> [Description of the task]: This calls for a verbatim copy of all the data, with no images carried over.

> [Given data]:
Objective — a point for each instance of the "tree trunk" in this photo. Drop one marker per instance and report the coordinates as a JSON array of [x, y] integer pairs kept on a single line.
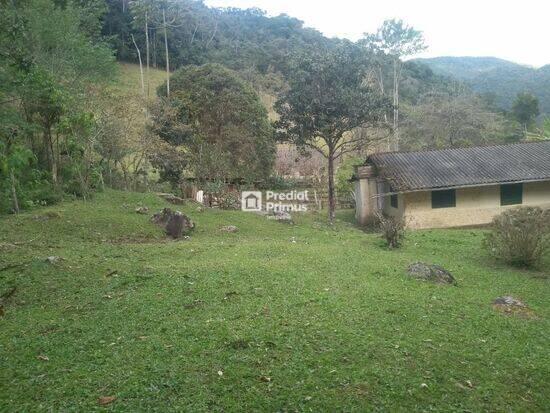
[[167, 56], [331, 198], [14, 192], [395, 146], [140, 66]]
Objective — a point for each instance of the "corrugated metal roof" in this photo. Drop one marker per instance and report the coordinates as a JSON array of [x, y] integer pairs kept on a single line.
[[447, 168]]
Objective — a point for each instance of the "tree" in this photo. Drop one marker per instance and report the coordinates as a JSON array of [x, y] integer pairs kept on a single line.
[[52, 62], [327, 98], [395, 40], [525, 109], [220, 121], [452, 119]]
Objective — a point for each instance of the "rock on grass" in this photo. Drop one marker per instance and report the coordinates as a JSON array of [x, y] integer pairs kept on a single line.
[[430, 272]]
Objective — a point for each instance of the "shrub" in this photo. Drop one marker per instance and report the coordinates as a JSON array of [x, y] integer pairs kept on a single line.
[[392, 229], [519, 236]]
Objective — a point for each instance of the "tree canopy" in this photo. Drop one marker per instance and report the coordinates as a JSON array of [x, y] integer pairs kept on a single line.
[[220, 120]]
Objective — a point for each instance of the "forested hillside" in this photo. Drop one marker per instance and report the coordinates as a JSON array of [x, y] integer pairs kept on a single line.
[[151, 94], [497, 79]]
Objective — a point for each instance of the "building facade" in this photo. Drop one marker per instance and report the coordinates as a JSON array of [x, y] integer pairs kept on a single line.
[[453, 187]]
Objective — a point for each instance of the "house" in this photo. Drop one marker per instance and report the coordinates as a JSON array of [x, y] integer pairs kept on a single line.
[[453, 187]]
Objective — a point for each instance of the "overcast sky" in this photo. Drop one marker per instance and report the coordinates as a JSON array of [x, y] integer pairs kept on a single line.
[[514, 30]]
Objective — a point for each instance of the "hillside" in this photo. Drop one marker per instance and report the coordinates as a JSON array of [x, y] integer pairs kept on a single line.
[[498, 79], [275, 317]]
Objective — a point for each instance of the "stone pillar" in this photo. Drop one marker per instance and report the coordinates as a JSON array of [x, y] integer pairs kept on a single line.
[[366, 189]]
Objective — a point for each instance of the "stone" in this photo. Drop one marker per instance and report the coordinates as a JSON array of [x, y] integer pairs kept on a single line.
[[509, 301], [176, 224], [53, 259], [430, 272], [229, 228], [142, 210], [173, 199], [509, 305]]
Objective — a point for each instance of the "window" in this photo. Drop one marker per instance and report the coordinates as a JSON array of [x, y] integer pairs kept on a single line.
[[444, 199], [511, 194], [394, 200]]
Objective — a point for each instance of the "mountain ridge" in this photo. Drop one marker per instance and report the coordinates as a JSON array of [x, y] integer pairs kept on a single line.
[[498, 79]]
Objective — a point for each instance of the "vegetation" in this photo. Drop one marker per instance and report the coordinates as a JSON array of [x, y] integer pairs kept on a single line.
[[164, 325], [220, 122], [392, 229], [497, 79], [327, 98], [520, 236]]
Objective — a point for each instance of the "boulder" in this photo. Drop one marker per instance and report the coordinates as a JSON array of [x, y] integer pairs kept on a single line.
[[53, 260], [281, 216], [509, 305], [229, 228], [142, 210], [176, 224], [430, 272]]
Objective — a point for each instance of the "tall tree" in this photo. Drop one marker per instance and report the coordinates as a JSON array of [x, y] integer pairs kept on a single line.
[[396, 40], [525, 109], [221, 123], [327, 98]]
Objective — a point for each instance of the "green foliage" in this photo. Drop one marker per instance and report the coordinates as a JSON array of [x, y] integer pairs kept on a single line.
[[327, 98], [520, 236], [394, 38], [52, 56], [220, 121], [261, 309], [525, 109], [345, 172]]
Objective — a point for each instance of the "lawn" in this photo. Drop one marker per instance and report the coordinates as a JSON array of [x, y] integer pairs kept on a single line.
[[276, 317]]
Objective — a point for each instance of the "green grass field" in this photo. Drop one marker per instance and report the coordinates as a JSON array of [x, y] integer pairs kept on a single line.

> [Exercise answer]:
Objective — a point for each instance of the "tree trunk" in this photo. Drop one marker per instance and report the coordinates as a JSON array of [x, y] integer pairs kept on a single line.
[[167, 56], [331, 198], [14, 192], [395, 146], [140, 66]]
Objective — a point for each instance of the "corrugated metal roof" in this photo. Drop one marker per instance and report the coordinates as a JSON array of [x, y] integer pairs kept on a single line.
[[447, 168]]
Objective — a point for each instance of the "tree" in this photo. Drop one marker per instance and report the coordinates as a JSON array of [x, y] integer pairs kept on a single line.
[[52, 62], [327, 98], [395, 40], [525, 109], [220, 121], [452, 119]]
Objective — a point for each instance of the "rock on grass" in this photo. Drop one marker per instance and report the coordinates as a JSON array of [x, y] integer pairs kept on a single line.
[[430, 272]]
Objective — a point for each instance of the "shrub" in this photo. Drop one marker per instance and report the coordinates as a JSON array of [x, y] integer pairs kept on a single line.
[[392, 229], [519, 236]]
Objective — a point for each instance of the "tree canopy" in this photo. Drop one marker per instance and report the coordinates as a JSON array of [x, y] integer pairs kept on a single line.
[[220, 120]]
Objective — a point for each instance of the "forested hillside" in this photo. Drop one marker per instance and report the coordinates as a JSON array of [x, y] integer pairs kept on a single line.
[[151, 94], [497, 79]]
Objective — a point for each instance of the "building facade" in this photo. Drop one marker per instance and report the coordinates as a JSON array of [x, y] integer pairs kept on a single line.
[[453, 187]]
Objective — a point for each instance of the "house" in this photo. Drop one marker per instance and report the coordinates as a JSON array of [x, y] integer pairs kept on a single line.
[[453, 187]]
Objective — a point for each instance of the "overcast sky" in this photo. Drop one marker per instance and report the coordinates as a JSON array of [x, y] integer pairs kept on a single line.
[[514, 30]]
Objective — a point for each instance of the "hillside" in this photo. Drop one marker per instance and report the coordinates as a JSON array of [x, y] integer pairs kept on a single line.
[[498, 79], [275, 317]]
Objective — a point for each instance of the "stone pillar" in this photo. Drop one marker per instance and report the coordinates as a JSON array of [x, y] integer pairs kept on a single line.
[[366, 189]]
Objective — a point for each instance of the "stone" in this photo. Drop one marker per instance and report the coordinates as a JSON array of [x, y] integer pairs kept on a single line.
[[509, 301], [176, 224], [53, 259], [430, 272], [229, 228], [142, 210], [173, 199], [509, 305]]
Objective — a point for each instance of the "window" in this photo. Drop one marker per instance and report the coordinates as a JSON array of [x, y] integer pairs kept on a single line.
[[444, 199], [511, 194], [394, 200]]
Objective — a point for each instance of the "mountain ridge" in this photo. Drop one marker per instance and report the coordinates as a JSON array of [x, y] integer pairs kept on a single line.
[[498, 79]]
Objective — a point for each instance of the "vegetation" in this photo. Drop one marker per instance and report the coordinates as a JSON array of [x, y] integer pairs kept on a single line.
[[164, 325], [220, 122], [392, 229], [497, 79], [327, 98], [520, 236]]
Objective — a point for each instance of the "boulder" in this photo. Drop one marker per instance and report the coordinates as a JSON array of [x, y] integer pairs kept on a single line.
[[53, 260], [281, 216], [509, 305], [229, 228], [142, 210], [176, 224], [430, 272]]
Objective — a point for each instance of the "tall tree" in this photo. Drop one marker per instance and report the coordinates as a JSON array of [x, y] integer pairs kept on a single line.
[[396, 40], [525, 109], [221, 123], [327, 98]]
Objective — a point for each instance of the "green foliage" in this photo. Drop one marker per instance and report the coordinates as a JSON array of [x, y] integer pairs kept on a single line.
[[327, 98], [520, 236], [394, 38], [52, 56], [220, 121], [261, 309], [525, 109], [345, 172]]
Objective — a point for each instance of the "lawn" in this photo. Drop one marker per instance and report the coordinates as a JSON array of [x, y] integer pairs kept on a single line.
[[276, 317]]
Objective — a point for each instance of the "green grass field" in this photo. Drop one marker per instance and report the coordinates as a JSON array of [x, y] integer pairs kept on a single line.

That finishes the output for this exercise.